Gegevensset ▸
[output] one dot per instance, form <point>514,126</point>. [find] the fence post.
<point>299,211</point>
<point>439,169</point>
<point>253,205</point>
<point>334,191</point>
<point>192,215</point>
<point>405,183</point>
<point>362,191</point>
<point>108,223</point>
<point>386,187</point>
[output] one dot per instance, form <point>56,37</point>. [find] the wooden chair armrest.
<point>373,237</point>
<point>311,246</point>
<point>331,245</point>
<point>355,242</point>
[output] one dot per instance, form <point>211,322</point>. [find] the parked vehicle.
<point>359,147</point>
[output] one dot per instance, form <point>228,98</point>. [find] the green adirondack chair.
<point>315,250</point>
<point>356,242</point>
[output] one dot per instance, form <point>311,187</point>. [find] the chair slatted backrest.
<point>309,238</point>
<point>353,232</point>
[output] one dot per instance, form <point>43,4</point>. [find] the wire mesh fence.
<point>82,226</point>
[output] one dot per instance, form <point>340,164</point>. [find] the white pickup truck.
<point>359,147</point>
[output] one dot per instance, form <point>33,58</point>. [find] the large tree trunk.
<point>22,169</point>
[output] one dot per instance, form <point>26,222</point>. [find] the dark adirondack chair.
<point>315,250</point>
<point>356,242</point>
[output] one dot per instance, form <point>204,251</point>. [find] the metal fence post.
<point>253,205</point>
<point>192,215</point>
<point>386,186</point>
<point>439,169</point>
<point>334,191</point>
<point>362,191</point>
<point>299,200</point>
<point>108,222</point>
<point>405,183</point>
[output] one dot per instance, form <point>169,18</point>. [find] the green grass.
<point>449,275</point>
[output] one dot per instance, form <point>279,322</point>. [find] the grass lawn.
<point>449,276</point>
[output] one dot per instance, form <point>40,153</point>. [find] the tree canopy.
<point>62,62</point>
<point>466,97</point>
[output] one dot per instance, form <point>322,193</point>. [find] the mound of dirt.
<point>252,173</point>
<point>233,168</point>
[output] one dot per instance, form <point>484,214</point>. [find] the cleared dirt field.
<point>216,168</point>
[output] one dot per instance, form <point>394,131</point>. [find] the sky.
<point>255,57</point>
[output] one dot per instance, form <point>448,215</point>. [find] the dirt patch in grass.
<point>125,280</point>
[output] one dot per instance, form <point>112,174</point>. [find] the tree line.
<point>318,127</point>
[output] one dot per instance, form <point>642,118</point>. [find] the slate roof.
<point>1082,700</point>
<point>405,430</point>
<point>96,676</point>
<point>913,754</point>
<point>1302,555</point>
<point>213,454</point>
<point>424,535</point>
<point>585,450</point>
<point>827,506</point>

Doelstelling ▸ Kopieer alle regels hierboven woordelijk, zonder iets te wijzigen.

Oplossing ▸
[output] one dot per instance, form <point>514,126</point>. [find] the fence post.
<point>299,211</point>
<point>439,169</point>
<point>253,205</point>
<point>334,191</point>
<point>192,215</point>
<point>405,183</point>
<point>362,191</point>
<point>108,223</point>
<point>386,187</point>
[output] one dot per instance, form <point>56,37</point>. [find] the wooden chair armrest.
<point>373,237</point>
<point>311,246</point>
<point>331,245</point>
<point>355,242</point>
[output] one dot per instance, form <point>211,322</point>. [find] the parked vehicle.
<point>359,147</point>
[output] one dot per instance, form <point>228,98</point>. [find] the green adirondack chair.
<point>315,250</point>
<point>356,242</point>
[output] one dot per instance, form <point>311,187</point>. [find] the chair slatted backrest.
<point>309,238</point>
<point>353,232</point>
[output] one dot per instance, form <point>43,4</point>. [find] the wire mesh fence.
<point>82,226</point>
[output] one dot per instance, form <point>340,164</point>. [find] the white pickup truck.
<point>359,147</point>
[output] one dot per instance, form <point>33,58</point>. [find] the large tree trunk.
<point>22,169</point>
[output] one dot per instance, form <point>26,222</point>. [find] the dark adirondack chair.
<point>315,250</point>
<point>356,242</point>
[output] one dot per instance, form <point>204,251</point>. [find] the metal fence post.
<point>253,205</point>
<point>192,215</point>
<point>386,186</point>
<point>439,169</point>
<point>334,191</point>
<point>362,191</point>
<point>299,200</point>
<point>108,222</point>
<point>405,183</point>
[output] one dot per instance, form <point>169,18</point>. [find] the green grass.
<point>449,275</point>
[output] one dot per instance, form <point>279,322</point>. [find] the grass lawn.
<point>449,276</point>
[output] one dot per instance, form <point>40,153</point>. [find] the tree canopy.
<point>62,62</point>
<point>466,97</point>
[output] one dot per instance, form <point>322,193</point>. [find] the mound of dirt.
<point>252,173</point>
<point>233,168</point>
[output] one dot per instance, form <point>484,214</point>. [find] the cleared dirt field.
<point>216,168</point>
[output] one dot per instance, form <point>394,131</point>. [find] the sky.
<point>255,57</point>
[output] one dot per instance, form <point>448,215</point>. [find] the dirt patch in grass.
<point>125,280</point>
[output] one dot per instance, form <point>112,174</point>. [find] the tree line.
<point>318,127</point>
[output] one dot per instance, form <point>642,118</point>. [find] the slate roof.
<point>1082,700</point>
<point>405,430</point>
<point>96,676</point>
<point>913,754</point>
<point>1302,555</point>
<point>213,454</point>
<point>424,535</point>
<point>585,450</point>
<point>827,506</point>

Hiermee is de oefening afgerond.